(Picture annotation records)
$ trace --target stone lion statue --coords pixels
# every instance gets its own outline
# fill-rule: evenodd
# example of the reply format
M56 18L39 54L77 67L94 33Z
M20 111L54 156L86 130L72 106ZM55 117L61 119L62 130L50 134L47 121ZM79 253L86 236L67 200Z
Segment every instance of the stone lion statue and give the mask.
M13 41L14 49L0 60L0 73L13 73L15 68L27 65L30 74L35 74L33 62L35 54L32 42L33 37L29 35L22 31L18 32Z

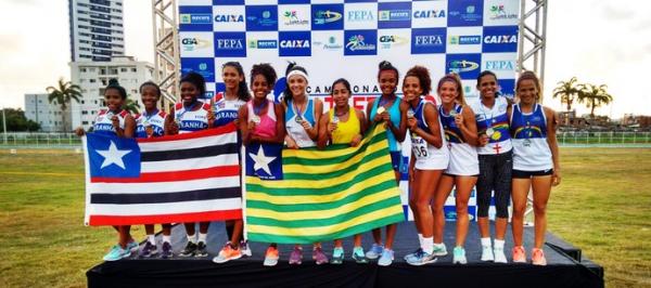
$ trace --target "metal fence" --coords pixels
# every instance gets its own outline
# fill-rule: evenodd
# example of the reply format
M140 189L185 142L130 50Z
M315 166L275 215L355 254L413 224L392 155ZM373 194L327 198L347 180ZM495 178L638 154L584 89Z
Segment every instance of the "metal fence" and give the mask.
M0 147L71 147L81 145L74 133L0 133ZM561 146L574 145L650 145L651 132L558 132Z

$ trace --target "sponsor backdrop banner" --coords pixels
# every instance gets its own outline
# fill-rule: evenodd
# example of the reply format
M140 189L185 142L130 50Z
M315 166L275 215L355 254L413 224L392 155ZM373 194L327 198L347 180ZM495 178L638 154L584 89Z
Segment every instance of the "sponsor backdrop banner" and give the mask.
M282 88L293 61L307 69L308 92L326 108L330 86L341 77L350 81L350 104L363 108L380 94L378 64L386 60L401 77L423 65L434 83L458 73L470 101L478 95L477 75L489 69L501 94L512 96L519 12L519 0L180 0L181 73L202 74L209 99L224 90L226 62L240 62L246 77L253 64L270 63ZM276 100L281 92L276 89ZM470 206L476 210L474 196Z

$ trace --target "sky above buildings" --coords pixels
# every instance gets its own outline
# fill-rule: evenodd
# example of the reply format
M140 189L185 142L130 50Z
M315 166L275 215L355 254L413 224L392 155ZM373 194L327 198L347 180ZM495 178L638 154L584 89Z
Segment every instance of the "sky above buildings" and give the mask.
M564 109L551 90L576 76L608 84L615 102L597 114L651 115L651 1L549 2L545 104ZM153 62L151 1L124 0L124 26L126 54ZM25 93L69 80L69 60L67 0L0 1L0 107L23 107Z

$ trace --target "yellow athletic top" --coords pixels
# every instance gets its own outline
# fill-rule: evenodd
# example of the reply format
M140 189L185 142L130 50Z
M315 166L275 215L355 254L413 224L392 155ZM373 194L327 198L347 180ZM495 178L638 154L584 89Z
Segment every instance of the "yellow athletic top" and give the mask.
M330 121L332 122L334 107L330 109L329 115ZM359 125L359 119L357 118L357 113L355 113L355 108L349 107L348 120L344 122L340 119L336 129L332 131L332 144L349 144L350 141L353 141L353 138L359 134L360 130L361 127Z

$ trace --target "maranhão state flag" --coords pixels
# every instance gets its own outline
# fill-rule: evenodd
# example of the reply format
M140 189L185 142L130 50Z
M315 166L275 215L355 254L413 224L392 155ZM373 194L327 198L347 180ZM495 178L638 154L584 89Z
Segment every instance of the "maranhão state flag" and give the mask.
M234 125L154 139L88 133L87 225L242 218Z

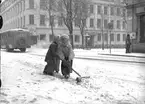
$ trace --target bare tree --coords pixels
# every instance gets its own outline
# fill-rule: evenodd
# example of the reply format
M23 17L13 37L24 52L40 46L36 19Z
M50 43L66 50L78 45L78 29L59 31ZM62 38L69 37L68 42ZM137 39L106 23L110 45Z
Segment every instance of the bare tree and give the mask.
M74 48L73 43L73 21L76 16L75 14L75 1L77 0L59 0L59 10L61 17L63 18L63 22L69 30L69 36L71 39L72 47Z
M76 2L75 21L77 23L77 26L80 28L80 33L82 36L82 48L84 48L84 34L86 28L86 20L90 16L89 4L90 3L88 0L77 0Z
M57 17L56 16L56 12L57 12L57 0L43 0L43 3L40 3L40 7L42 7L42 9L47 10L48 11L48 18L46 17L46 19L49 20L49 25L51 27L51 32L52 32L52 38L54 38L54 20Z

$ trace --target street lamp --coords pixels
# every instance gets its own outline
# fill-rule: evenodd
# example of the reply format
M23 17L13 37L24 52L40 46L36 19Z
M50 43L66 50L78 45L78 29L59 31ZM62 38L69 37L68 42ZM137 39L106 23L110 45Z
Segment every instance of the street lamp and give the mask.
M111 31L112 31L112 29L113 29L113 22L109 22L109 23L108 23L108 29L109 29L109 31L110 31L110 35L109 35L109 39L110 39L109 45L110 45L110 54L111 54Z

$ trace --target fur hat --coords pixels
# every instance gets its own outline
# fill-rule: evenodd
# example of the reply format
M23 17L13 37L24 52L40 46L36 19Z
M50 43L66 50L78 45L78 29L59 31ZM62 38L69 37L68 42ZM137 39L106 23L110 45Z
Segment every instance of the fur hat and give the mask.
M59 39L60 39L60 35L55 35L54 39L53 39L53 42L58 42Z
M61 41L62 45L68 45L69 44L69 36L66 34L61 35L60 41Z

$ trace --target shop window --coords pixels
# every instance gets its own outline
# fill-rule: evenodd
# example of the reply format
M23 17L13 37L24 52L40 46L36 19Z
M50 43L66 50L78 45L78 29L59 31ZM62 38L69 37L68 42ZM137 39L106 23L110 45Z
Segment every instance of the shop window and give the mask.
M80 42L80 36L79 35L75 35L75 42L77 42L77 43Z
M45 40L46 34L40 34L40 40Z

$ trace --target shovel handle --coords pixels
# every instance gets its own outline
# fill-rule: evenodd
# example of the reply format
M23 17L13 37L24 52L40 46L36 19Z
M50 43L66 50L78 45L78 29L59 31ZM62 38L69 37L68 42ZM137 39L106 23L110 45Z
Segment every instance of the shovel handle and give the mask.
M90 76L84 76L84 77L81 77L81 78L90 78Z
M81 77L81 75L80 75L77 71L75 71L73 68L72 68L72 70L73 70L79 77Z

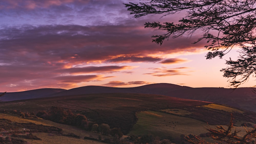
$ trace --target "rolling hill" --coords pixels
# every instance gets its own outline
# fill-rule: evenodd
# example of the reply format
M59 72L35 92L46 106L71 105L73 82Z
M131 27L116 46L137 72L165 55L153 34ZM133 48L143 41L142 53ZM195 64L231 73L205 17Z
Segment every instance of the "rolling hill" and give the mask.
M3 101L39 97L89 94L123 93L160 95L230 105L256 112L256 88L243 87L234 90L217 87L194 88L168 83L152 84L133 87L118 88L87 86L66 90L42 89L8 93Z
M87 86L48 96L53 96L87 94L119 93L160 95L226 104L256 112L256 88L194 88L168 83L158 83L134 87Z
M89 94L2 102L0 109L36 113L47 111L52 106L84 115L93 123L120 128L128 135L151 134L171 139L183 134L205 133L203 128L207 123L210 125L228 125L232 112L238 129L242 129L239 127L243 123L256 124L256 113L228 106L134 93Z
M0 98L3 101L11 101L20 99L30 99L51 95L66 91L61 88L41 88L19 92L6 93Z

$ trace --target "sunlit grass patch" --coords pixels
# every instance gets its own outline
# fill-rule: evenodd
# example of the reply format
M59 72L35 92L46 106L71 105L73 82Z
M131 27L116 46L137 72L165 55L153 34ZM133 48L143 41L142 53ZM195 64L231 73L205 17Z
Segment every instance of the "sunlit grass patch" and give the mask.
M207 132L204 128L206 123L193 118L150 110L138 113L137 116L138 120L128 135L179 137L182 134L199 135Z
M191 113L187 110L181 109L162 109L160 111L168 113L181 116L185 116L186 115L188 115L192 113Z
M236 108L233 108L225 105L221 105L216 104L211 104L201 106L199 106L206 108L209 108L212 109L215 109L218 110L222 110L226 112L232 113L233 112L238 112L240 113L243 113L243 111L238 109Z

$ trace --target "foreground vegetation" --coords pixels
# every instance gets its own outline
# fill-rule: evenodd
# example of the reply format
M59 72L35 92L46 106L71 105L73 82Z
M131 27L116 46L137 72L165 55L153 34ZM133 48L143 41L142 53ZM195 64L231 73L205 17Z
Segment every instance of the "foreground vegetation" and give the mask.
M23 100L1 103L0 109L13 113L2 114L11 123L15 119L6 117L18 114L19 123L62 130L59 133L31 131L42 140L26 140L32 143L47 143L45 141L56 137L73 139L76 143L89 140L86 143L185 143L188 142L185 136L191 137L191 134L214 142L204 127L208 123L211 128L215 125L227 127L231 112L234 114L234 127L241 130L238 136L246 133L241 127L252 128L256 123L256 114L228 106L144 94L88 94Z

...

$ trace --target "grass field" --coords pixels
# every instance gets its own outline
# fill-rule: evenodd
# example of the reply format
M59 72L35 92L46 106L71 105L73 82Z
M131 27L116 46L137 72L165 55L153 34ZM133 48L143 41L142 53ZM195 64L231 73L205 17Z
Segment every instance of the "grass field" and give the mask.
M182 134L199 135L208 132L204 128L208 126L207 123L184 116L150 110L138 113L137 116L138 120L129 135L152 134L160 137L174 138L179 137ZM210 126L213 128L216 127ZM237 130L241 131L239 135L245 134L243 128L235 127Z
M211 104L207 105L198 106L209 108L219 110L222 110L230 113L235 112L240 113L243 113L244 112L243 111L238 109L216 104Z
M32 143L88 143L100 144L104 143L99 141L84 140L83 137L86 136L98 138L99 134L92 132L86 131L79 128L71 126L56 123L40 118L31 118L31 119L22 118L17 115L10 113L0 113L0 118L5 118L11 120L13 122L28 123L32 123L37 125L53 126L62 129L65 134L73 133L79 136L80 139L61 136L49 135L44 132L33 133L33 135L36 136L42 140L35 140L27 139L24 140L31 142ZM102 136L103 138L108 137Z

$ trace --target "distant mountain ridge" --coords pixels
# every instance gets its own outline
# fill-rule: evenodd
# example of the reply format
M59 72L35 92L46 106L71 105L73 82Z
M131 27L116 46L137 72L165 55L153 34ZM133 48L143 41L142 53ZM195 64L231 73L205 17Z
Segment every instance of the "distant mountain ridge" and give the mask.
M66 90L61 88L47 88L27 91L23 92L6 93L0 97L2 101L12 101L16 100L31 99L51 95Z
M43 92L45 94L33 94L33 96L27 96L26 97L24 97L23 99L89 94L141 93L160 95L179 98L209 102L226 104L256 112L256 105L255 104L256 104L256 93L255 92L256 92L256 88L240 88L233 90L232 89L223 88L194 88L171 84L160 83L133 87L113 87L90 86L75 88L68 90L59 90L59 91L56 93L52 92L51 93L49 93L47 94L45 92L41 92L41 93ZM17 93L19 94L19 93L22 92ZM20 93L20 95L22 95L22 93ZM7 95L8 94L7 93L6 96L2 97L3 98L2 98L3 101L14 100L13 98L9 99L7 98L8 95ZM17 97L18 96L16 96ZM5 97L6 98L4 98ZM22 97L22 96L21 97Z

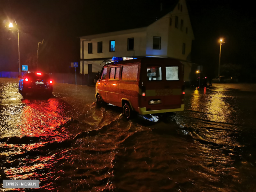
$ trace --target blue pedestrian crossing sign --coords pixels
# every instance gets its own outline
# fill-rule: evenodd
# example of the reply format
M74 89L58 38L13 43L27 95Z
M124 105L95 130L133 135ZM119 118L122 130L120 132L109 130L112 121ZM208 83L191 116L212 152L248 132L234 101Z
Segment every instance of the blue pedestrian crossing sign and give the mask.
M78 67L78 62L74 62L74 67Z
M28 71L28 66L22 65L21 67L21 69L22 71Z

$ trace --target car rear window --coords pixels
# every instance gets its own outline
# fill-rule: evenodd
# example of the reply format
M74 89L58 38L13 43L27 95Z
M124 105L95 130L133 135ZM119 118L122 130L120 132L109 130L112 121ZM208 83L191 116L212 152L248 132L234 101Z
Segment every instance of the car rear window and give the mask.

» Prompt:
Please rewrite everything from "statue --coords pixels" down to "M0 147L71 147L81", renaming "outline" to "contour" and keeping the rest of those rows unchanged. Leave the pictures out of your answer.

» Solution for this task:
$ trace --target stone lion statue --coords pixels
# every instance gets its own contour
# fill-rule: evenodd
# example of the reply format
M56 18L39 54L77 67L94 33Z
M20 111L54 156L86 130L72 106ZM55 117L61 119L62 130L50 134L47 121ZM79 253L86 236L67 200Z
Segment every instance of the stone lion statue and give the mask.
M13 41L14 49L0 60L0 73L13 73L15 68L27 65L30 74L35 74L33 62L35 54L32 42L33 37L29 35L22 31L18 32Z

$ trace --target "metal fence" --coords pixels
# every instance gets its own contour
# fill-rule: evenodd
# example of the reply format
M140 189L185 142L130 50Z
M315 166L275 215L355 254L413 224L392 155ZM373 194L327 198L347 180ZM495 178L638 154L584 89Z
Segment every instance of the "metal fence" and give the mask.
M0 147L71 147L81 145L74 133L0 133ZM561 146L574 145L650 145L651 132L558 132Z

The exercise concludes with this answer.